_What this task involves_
Starting with the line that contains "For instance, a", set down each line through the end of the entries below, exactly and with nothing added.

● ● ●

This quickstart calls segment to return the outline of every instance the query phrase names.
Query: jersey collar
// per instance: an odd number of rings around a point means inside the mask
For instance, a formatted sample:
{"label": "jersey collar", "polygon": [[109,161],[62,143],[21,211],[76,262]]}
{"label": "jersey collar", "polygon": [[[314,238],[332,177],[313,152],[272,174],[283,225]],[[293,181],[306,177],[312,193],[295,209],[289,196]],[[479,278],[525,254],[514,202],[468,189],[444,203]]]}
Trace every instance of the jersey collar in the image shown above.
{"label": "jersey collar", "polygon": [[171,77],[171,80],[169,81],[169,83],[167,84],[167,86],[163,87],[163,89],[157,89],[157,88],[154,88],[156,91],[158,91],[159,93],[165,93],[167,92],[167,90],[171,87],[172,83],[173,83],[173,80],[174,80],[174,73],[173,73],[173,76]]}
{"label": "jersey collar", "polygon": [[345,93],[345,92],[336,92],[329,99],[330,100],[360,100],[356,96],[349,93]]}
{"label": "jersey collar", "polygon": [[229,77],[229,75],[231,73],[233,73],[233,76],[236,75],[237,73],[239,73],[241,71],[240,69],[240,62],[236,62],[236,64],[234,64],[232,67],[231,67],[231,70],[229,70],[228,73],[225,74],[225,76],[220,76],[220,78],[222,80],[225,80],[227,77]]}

● ● ●

_Exercise answer_
For instance, a formatted sample:
{"label": "jersey collar", "polygon": [[109,161],[62,143],[21,211],[76,262]]}
{"label": "jersey collar", "polygon": [[[314,238],[332,177],[313,152],[272,174],[283,225]],[[293,181],[306,177],[312,193],[295,209],[289,196]],[[479,278],[525,254],[514,202],[468,189],[444,203]]]}
Trace every instance of the jersey collar in the image shown above.
{"label": "jersey collar", "polygon": [[171,77],[171,80],[169,81],[169,83],[167,84],[167,86],[163,87],[163,89],[157,89],[157,88],[154,88],[156,91],[158,91],[159,93],[165,93],[167,92],[167,90],[171,87],[172,83],[173,83],[173,80],[174,80],[174,73],[173,73],[173,76]]}
{"label": "jersey collar", "polygon": [[345,93],[345,92],[336,92],[329,99],[330,100],[360,100],[356,96],[349,93]]}
{"label": "jersey collar", "polygon": [[229,77],[229,75],[231,73],[233,73],[233,76],[236,75],[237,73],[239,73],[241,71],[240,69],[240,62],[236,62],[236,64],[234,64],[232,67],[231,67],[231,70],[229,70],[228,73],[225,74],[225,76],[220,76],[220,78],[222,80],[225,80],[227,77]]}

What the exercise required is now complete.